* **Material provided**

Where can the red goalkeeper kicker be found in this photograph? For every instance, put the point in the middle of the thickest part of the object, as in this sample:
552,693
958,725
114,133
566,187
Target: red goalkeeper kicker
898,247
--
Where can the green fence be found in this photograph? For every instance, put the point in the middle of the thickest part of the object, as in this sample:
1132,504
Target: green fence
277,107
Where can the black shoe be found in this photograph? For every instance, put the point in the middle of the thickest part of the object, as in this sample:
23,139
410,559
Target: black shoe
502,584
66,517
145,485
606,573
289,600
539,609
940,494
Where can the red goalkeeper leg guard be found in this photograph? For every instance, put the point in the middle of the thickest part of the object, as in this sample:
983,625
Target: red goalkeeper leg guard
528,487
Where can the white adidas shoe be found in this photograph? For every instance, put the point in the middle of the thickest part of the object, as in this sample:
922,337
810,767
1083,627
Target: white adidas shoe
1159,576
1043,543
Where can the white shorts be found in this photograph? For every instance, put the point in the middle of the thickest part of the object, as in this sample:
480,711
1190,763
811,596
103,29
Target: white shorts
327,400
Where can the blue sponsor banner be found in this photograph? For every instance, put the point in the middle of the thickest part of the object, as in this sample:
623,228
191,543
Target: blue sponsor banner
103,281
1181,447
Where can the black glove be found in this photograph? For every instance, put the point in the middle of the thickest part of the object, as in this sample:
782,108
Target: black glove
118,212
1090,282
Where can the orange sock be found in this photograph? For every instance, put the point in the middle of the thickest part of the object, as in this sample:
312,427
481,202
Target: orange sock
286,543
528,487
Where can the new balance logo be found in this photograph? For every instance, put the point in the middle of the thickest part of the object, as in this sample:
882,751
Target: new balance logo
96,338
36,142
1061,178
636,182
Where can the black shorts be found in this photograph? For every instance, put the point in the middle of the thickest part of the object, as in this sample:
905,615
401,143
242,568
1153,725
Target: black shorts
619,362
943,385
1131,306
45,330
...
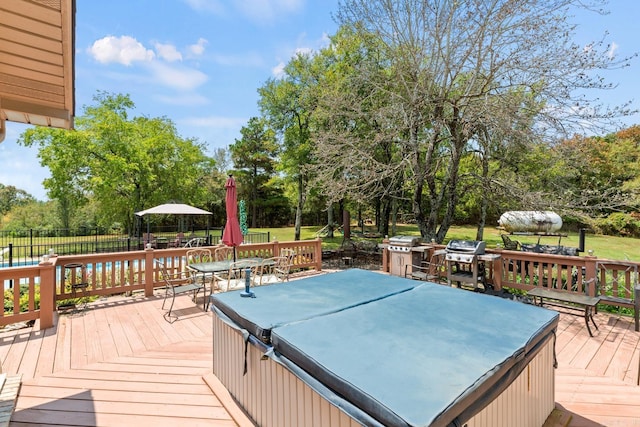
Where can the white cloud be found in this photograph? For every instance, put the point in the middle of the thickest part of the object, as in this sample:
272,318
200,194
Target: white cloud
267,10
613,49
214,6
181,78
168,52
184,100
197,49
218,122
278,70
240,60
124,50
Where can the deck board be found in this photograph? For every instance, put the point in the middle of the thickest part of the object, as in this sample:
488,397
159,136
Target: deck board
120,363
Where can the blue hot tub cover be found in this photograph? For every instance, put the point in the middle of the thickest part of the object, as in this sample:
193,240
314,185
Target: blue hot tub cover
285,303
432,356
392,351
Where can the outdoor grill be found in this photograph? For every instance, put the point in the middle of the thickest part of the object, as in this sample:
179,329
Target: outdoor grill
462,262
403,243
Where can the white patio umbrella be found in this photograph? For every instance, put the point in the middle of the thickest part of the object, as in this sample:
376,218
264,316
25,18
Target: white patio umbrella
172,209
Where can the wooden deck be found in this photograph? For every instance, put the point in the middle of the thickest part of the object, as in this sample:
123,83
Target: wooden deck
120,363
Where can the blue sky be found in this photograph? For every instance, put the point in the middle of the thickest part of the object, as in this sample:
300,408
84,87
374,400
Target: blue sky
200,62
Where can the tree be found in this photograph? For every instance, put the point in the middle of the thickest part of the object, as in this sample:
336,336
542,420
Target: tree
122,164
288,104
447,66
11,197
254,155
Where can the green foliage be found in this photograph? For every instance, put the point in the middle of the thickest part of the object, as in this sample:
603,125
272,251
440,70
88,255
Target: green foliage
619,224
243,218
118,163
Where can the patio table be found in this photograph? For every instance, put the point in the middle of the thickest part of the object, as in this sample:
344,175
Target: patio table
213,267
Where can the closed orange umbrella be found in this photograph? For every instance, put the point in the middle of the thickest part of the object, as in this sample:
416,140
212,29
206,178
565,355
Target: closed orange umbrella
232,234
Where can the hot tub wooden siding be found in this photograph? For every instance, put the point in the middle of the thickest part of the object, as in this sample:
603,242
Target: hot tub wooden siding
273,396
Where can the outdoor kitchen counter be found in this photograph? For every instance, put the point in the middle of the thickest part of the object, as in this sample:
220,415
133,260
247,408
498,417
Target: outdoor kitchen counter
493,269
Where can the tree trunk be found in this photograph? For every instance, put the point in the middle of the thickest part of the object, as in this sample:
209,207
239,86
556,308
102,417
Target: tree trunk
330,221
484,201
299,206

* **Given exercise**
Pull out every line of the data above that contains the word "shoe". Copy each of those lines unchanged, one per line.

* **Final answer**
Where can the black shoe be found in this photograph? For every instance, put the point in the middle of the thickest part of the object, as in this sample:
Target: black shoe
Where can the white adidas shoe be found in this photograph? For every instance, put the point in the middle of the thickest part of the object, as in this sample:
Target: white adidas shoe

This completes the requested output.